Work required
Render the lines from the one containing "of the pink" through the end of the records, inclusive, as a JSON list of strings, one string per line, with blank lines left out.

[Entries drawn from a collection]
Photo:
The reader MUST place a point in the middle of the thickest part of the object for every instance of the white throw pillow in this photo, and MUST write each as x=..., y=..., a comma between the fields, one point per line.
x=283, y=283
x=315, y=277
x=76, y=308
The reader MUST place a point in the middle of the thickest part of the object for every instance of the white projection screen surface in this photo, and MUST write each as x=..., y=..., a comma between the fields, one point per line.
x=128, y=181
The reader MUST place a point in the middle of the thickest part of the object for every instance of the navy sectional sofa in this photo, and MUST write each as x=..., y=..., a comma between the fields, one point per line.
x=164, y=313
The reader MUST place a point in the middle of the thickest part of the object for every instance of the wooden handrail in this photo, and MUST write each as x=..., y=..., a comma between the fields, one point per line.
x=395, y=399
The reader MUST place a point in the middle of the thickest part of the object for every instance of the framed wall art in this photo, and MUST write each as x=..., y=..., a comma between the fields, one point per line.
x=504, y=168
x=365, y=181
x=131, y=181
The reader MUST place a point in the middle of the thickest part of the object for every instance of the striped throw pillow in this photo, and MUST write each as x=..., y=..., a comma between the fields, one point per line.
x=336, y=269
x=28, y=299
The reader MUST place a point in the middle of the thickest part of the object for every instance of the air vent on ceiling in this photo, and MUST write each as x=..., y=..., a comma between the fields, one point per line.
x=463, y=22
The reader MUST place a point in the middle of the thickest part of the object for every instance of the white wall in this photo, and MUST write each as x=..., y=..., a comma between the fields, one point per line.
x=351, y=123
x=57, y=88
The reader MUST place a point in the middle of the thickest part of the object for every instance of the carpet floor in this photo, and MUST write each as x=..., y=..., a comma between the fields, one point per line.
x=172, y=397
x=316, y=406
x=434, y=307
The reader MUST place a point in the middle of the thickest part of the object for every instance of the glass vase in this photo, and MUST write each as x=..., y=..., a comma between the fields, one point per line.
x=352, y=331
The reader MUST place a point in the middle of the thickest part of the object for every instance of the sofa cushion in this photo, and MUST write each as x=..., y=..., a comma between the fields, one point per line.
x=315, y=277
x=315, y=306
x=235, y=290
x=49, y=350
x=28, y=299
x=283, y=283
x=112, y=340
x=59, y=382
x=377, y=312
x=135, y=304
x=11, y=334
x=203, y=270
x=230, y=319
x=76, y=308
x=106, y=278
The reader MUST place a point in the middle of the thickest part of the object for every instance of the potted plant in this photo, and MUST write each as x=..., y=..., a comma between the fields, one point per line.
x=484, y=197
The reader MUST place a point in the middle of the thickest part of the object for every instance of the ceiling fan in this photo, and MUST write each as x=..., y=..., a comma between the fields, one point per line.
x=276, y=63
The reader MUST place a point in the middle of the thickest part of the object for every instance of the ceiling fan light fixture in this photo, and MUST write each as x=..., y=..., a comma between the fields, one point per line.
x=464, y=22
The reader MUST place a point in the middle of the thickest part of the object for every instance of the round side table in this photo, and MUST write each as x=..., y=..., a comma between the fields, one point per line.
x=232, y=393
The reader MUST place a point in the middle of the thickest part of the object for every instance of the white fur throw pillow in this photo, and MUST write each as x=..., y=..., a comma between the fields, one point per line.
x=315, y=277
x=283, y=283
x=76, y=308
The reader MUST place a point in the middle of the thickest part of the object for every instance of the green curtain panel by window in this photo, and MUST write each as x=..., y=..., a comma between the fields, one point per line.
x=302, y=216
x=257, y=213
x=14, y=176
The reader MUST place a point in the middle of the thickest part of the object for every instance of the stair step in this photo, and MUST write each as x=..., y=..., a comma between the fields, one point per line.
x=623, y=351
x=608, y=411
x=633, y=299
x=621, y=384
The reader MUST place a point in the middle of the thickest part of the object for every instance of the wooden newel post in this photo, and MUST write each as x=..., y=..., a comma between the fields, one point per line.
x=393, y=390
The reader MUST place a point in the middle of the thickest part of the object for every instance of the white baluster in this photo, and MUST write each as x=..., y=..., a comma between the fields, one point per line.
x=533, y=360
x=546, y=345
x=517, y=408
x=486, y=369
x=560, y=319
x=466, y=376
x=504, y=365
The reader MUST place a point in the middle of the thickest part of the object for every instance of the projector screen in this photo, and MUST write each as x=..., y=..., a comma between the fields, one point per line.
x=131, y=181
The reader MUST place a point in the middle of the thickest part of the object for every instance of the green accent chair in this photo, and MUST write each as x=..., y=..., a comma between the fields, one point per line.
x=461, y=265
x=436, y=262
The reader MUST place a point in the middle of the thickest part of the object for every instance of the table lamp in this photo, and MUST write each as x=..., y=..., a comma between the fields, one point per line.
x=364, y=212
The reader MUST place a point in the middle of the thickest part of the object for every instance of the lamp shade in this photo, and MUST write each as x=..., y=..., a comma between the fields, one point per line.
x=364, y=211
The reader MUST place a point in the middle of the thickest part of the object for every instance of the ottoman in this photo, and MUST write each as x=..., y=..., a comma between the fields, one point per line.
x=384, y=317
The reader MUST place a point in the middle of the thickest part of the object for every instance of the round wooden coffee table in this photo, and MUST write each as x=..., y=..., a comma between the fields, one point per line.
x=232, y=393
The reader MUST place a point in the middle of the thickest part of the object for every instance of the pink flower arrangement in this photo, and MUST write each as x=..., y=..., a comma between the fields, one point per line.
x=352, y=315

Response
[
  "The reader MUST place a point in the middle of the thickest part of the object for every instance of the pink flower arrangement in this photo, and MUST write each as x=..., y=..., a comma between the fields, one point per line.",
  "x=352, y=315"
]